**Directions for this task**
List every line in the rows below that contains the string "photograph". Case counts.

**Given information**
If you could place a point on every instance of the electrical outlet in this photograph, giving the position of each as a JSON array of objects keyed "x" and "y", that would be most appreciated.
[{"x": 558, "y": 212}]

==

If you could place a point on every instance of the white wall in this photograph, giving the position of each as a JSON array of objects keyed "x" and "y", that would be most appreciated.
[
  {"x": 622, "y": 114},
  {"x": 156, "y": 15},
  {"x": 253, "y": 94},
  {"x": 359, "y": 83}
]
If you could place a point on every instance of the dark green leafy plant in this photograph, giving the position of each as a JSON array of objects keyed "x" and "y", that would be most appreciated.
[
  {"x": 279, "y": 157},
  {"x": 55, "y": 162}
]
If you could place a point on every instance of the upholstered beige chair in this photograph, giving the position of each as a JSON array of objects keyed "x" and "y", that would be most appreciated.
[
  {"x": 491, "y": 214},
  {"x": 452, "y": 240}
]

**Answer for this exercise**
If you could place a point on every instance of the electrical outlet in this photograph, giving the position of each as a JSON array of objects keyed "x" and "y", that would be most appreciated.
If you could place a point on every instance of the white wall in this photograph, giving the position of each as a JSON array of objects keyed "x" and "y", that would be most appreciated.
If you could place a point on every instance of the dark green leafy plant in this photograph, giving the position of each as a JSON array of objects keyed "x" and "y", that would be most appreciated.
If you could place a point on every instance of the upholstered beige chair in this photograph, giving the position of each as a JSON array of objects keyed "x" and "y", that would be most appreciated.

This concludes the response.